* DATA PROVIDED
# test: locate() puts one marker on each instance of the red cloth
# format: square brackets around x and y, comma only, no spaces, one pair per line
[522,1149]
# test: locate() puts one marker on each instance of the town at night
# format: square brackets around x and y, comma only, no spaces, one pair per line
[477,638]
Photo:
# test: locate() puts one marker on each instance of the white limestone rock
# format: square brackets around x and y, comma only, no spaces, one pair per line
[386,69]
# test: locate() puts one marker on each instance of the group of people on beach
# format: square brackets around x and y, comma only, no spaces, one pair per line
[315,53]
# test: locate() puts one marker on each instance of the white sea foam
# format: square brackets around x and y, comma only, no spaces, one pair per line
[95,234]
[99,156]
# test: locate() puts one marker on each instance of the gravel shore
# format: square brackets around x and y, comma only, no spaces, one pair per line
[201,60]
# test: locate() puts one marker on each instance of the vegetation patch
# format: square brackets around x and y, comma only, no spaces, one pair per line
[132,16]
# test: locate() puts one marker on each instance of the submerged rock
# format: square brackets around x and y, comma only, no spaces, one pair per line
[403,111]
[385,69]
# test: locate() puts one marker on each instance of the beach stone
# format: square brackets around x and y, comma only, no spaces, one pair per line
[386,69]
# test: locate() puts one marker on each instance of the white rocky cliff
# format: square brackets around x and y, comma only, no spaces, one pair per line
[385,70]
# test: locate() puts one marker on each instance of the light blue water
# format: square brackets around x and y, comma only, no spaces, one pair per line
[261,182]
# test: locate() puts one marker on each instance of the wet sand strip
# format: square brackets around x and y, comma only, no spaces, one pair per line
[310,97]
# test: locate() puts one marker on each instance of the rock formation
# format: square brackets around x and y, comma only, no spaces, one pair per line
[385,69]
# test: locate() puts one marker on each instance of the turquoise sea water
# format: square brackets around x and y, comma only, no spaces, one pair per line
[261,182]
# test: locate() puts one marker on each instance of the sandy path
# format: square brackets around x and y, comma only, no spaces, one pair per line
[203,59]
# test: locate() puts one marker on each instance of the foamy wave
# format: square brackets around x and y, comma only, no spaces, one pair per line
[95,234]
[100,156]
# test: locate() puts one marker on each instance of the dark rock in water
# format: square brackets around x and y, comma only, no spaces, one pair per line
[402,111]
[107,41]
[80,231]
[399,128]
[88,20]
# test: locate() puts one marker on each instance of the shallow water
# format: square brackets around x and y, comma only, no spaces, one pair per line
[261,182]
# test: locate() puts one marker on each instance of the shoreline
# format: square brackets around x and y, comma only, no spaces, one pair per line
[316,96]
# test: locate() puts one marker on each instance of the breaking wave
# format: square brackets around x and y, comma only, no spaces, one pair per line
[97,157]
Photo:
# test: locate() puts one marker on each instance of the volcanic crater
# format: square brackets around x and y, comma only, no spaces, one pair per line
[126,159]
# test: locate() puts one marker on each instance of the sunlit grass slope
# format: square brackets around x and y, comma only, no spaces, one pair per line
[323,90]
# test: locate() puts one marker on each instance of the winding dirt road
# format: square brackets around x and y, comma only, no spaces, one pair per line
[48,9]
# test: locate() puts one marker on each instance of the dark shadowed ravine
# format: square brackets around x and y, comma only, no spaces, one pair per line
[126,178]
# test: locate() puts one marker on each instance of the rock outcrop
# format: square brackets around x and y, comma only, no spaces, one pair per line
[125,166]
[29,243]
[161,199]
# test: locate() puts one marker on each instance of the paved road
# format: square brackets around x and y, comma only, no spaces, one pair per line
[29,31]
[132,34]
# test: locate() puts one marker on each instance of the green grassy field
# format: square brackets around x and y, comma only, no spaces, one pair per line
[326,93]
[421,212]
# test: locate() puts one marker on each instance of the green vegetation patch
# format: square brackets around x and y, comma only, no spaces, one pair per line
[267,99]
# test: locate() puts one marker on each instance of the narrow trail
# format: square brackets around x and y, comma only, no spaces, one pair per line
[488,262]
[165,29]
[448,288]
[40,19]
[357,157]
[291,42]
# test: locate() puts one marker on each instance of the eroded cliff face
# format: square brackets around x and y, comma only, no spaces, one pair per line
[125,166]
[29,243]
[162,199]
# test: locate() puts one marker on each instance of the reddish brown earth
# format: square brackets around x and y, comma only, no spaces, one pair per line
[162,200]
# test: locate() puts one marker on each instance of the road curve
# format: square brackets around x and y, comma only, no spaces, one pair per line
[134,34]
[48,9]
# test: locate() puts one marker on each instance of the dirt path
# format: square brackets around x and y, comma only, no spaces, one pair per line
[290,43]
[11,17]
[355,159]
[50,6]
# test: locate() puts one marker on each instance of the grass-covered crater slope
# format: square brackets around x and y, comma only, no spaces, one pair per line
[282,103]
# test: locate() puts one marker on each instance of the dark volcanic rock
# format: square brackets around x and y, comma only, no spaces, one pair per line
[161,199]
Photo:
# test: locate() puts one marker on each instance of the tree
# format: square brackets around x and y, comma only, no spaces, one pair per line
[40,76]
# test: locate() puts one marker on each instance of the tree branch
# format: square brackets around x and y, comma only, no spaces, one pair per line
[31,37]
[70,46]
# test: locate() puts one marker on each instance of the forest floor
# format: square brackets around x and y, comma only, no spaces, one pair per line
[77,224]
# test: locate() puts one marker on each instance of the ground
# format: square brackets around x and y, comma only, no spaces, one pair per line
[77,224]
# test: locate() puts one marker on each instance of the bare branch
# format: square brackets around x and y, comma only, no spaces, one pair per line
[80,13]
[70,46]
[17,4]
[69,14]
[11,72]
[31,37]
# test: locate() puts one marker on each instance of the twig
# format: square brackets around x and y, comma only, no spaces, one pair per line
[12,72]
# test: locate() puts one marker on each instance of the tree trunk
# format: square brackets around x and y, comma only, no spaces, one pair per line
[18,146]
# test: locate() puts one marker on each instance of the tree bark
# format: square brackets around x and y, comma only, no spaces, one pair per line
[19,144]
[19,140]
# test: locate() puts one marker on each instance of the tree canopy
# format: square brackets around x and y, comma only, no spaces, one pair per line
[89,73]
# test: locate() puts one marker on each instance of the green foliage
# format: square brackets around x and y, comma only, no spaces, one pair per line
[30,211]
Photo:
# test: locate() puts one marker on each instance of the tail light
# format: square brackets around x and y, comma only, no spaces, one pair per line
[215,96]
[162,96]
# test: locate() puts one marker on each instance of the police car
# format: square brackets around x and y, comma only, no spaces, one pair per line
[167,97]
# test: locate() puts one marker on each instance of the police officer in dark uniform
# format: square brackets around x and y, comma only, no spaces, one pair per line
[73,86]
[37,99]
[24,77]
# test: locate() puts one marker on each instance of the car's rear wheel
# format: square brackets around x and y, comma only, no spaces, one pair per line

* WHAT NEEDS TO BE DONE
Look for the string "tree" in the entries above. Copy every line that has it.

* RESPONSE TO THE TASK
# test: locate() puts one marker on each instance of the tree
# test: locate() puts one marker on each instance of the tree branch
# test: locate() puts one marker on each instance of the tree trunk
# test: locate() puts one marker on each instance of the tree bark
# test: locate() puts one marker on each instance of the tree canopy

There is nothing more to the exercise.